Requirement – Exact reproduction is required for all entries.

Listed entries –
####################
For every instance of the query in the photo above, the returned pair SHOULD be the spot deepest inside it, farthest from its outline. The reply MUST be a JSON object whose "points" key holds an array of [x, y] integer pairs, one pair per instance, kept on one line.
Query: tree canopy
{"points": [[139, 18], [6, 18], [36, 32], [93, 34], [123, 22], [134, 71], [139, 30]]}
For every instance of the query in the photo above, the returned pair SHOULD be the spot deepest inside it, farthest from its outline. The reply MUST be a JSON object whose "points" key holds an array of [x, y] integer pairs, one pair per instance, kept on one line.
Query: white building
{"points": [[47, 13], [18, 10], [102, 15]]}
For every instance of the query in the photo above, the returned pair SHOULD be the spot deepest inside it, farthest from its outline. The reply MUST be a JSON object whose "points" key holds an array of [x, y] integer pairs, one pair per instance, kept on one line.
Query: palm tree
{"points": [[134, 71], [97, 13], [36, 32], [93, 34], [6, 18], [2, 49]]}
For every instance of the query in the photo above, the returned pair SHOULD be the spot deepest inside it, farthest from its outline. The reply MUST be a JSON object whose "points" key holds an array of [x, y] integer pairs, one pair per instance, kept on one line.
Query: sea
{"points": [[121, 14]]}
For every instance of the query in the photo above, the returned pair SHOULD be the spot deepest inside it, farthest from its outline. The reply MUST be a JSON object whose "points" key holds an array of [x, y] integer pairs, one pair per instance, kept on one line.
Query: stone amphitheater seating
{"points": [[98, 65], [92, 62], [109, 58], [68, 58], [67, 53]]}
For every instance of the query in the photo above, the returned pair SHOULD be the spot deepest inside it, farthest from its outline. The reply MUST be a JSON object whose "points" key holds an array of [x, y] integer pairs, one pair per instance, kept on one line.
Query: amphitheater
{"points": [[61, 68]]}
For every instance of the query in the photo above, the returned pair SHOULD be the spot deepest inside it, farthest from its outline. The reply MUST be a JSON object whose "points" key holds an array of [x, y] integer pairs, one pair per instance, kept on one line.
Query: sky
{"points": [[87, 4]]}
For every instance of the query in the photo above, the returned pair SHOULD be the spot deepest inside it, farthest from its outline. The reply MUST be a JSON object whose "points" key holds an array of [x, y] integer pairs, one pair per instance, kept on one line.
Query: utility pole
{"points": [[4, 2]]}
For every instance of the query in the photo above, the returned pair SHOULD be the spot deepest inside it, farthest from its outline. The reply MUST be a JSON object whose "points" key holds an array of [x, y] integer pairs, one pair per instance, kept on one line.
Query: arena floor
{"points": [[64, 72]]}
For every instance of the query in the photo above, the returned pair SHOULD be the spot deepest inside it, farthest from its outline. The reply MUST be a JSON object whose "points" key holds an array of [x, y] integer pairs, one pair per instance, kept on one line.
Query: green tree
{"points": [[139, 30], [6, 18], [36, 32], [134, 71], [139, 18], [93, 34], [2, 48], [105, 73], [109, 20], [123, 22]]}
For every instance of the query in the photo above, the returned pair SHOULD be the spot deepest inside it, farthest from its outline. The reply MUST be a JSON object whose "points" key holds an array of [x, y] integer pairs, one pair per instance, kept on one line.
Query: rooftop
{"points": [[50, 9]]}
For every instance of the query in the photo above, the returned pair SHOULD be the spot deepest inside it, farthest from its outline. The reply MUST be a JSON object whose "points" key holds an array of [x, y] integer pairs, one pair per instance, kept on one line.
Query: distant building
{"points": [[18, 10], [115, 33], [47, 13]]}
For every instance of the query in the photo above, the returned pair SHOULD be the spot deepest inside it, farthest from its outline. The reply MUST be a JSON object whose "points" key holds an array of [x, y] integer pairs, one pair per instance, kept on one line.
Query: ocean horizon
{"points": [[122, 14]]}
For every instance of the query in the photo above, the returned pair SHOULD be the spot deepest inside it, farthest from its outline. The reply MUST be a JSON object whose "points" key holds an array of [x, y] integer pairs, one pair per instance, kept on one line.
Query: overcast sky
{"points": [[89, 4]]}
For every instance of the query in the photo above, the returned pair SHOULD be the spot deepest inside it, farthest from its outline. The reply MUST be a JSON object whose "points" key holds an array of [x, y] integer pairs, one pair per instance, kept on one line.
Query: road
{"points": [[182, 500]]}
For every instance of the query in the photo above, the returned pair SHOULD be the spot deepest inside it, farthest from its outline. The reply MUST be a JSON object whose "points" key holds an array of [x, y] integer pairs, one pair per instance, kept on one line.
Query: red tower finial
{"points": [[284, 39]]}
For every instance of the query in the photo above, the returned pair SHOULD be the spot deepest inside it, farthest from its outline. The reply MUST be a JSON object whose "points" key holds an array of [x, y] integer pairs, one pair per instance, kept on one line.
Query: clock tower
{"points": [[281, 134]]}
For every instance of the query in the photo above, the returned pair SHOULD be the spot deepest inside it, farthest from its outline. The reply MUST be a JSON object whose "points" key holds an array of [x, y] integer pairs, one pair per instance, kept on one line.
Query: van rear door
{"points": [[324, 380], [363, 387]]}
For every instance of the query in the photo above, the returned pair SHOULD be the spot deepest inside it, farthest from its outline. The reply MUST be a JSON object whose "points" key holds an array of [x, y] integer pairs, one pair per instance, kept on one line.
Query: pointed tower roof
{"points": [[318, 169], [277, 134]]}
####################
Response to the task –
For every instance of the query in the photo above, the returned pair SHOULD be the spot deepest inside it, farthest from its outline. The reply MUST be a JSON object whose "points" key holds an array of [x, y] integer pairs, one pair per instance, kept on one line.
Query: tree canopy
{"points": [[139, 18], [6, 18], [36, 32], [93, 34], [123, 22], [134, 71], [139, 30]]}
For every instance of the query in the photo above, the returned pair SHOULD be the spot deepest inside it, farthest from its outline. The reply MUST be a JSON object whose "points" key holds an array of [x, y] integer pairs, one pair per instance, kept on one line.
Query: white building
{"points": [[47, 13], [18, 10], [102, 15]]}
For every instance of the query in the photo above, the returned pair SHOULD be the spot deepest inside it, farthest from its outline. The reply MUST be a JSON object whose "points" key holds an array of [x, y] integer pairs, one pair per instance, kept on one line.
Query: palm tree
{"points": [[134, 71], [97, 13], [36, 32], [93, 34], [6, 18], [2, 49]]}
For every instance of the query in the photo above, the returned pair SHOULD be the spot deepest inside it, farthest from its outline. The reply MUST be a JSON object whose "points" key holds an array of [x, y] integer pairs, one pair per instance, kept on one line.
Query: sea
{"points": [[121, 14]]}
For every instance of the query in the photo above, the returned pair SHOULD be the spot deepest inside it, farthest from its outline. The reply MUST be a JSON object whose "points" key holds an array of [x, y] integer pairs, one pair per instance, kept on one line.
Query: stone amphitheater seating
{"points": [[98, 65], [92, 62], [109, 58], [68, 58], [67, 53]]}
For every instance of the query in the photo above, the returned pair SHOULD be the spot deepest inside it, farthest from its outline. The reply MUST be a JSON object whose "points" key holds an array of [x, y] integer pairs, one pair per instance, kept on one line.
Query: amphitheater
{"points": [[61, 68]]}
For every instance of the query in the photo above, the returned pair SHOULD be the spot deepest inside it, farthest from its outline. The reply MUST be a JSON object whose "points" key holds an array of [x, y] integer pairs, one pair per instance, kept on one line.
Query: sky
{"points": [[87, 4]]}
For every instance of the query in the photo above, the returned pair SHOULD be the spot deepest inside it, farthest from its outline. The reply MUST be a JSON object whose "points" key holds an array of [x, y] integer pairs, one pair per instance, kept on one line.
Query: utility pole
{"points": [[4, 2]]}
For every instance of the query in the photo above, the returned pair SHOULD be the spot deepest inside it, farthest from its outline. The reply MUST be a JSON object whose "points" key holds an array of [x, y] integer pairs, one pair per instance, kept on one line.
Query: arena floor
{"points": [[64, 72]]}
For every instance of the query in the photo above, the returned pair SHOULD be the spot deepest inside it, farthest from its outline. The reply MUST be a JSON object whose "points" key holds an array of [x, y] integer pairs, one pair per instance, kept on one line.
Query: green tree
{"points": [[139, 30], [6, 18], [36, 32], [134, 71], [139, 18], [93, 34], [2, 48], [105, 73], [109, 20], [123, 22]]}
For every instance of the query in the photo above, the returned pair SHOULD be the spot deepest inside it, farthest from its outline. The reply MUST be a JSON object whose "points" key holds an array of [x, y] integer pairs, one pair per instance, kept on one line.
Query: rooftop
{"points": [[50, 9]]}
For every instance of the query in the photo above, the returned pair SHOULD be the spot deepest inside it, farthest from its outline. The reply MUST be a JSON object whose "points" key holds an array of [x, y] integer pairs, one pair per instance, kept on one line.
Query: distant building
{"points": [[18, 10], [115, 33], [47, 13]]}
For every instance of the query in the photo above, the returned pair SHOULD be the spot deepest inside it, farthest from its outline. The reply MUST be a JSON object whose "points" key holds an array of [x, y] integer pairs, one pair per instance, kept on one line.
Query: ocean horizon
{"points": [[122, 14]]}
For every instance of the query in the photo above, the returned pair SHOULD be the spot deepest inside it, farthest from its outline. The reply MUST be a JSON object whose "points" key holds an array of [x, y] integer pairs, one pair per instance, kept on one line.
Query: overcast sky
{"points": [[89, 4]]}
For every instance of the query in the photo above, the returned pair SHOULD be the spot deepest inside it, farthest from its outline. The reply MUST be a JSON object whose "points" key holds an array of [x, y] integer pairs, one pair per instance, kept on one line.
Query: road
{"points": [[182, 500]]}
For every instance of the query in the photo above, the returned pair SHOULD be the spot deepest inside it, farthest from its outline. The reply MUST be a JSON object whose "points" key holds an array of [x, y] integer pairs, one pair per instance, kept on one line.
Query: red tower finial
{"points": [[284, 39]]}
For every instance of the query in the photo above, the returned pair SHOULD be the spot deepest inside it, farthest from its outline. The reply MUST be a JSON object whose "points" key holds an array of [x, y] integer pairs, one pair per instance, kept on one line.
Query: clock tower
{"points": [[281, 134]]}
For every instance of the query in the photo above, the returned pair SHOULD be the spot deepest inside it, farthest from its outline. The reply MUST be a JSON object whose "points" key holds an array of [x, y] integer pairs, one pair per instance, kept on one line.
Query: van rear door
{"points": [[324, 380], [363, 387]]}
For every instance of the query in the photo above, the returned pair SHOULD be the spot deepest inside it, farthest from its outline. The reply MUST be a JSON object whose "points" key holds an array of [x, y] integer pairs, one pair per instance, kept on one line.
Query: pointed tower roof
{"points": [[318, 169], [277, 134]]}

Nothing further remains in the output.